> **PROBLEM STATEMENT**
The reply must repeat each entry exactly and contain no pictures.

Stored data entries
┌────────

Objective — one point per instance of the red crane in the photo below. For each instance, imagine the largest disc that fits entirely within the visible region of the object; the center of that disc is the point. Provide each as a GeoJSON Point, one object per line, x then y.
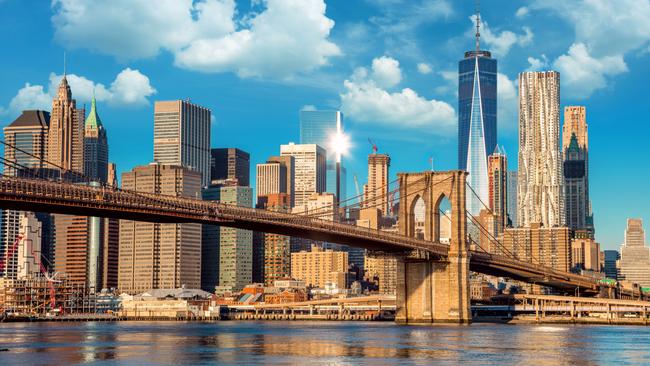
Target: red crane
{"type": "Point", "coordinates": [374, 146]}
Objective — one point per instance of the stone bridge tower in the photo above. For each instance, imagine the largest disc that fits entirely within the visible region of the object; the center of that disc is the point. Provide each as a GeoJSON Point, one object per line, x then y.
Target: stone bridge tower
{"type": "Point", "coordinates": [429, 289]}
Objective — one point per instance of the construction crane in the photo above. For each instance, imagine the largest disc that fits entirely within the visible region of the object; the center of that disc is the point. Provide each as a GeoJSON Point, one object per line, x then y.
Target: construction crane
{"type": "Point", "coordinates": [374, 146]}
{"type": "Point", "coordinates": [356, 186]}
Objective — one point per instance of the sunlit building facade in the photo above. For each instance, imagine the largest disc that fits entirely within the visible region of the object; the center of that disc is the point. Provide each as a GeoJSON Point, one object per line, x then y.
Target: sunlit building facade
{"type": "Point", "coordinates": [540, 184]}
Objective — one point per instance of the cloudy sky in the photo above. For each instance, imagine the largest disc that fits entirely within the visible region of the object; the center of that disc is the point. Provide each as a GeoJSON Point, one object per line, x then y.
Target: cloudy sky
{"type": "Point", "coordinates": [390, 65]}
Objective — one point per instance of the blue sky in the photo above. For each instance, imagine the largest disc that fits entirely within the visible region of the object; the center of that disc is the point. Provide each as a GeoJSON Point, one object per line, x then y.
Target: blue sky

└────────

> **SOLUTION TO THE PROBLEM**
Objective — one point per instance of the red crane in the photo below. For each instance, imagine the largest disc that fits entirely within the visible region of the object; the center of that disc is the point. Provide each as a GeoJSON Point, one object per line, x then y.
Target: red crane
{"type": "Point", "coordinates": [374, 146]}
Objective — one point per instance of the stone bridge tower in the photo above. For each instance, imagine the largest disc that fits entirely within the visible region of the object; the center of that disc is the point. Provide each as a GeoJSON Point, one object per line, x then y.
Target: stone bridge tower
{"type": "Point", "coordinates": [429, 289]}
Objective — one point per instance of the construction crane in the photo above. For each instance, imagine the largest disc that fits entirely within the visible region of the object; the center of that disc is the point. Provide each as a GeoJSON Point, one object per line, x then y.
Target: construction crane
{"type": "Point", "coordinates": [374, 146]}
{"type": "Point", "coordinates": [356, 186]}
Objective — one point per instance of the sunlit building facade in the photo above. For each instance, imagine the largest disc that fits entirely within the visible region of the object; the center of that disc is the point. Provide each as a GeoJSON Point, one object per line, x then y.
Target: sunlit building facade
{"type": "Point", "coordinates": [540, 184]}
Objective — one point per instance of the cloudy sky in the photo above. For each instance, imagine the largest disc that fits entirely within the visible region of the object; the center of that disc is the point. Provide each as a GeoJSON Point, one object per line, x then y.
Target: cloudy sky
{"type": "Point", "coordinates": [390, 65]}
Objective — one point per instance of the blue sky in the photo above. For each instance, imagine the largest disc that fits entirely within the visible region of the object; the center of that disc is the point. Provide each as a GeoJSON Point, one object per line, x then y.
Target: blue sky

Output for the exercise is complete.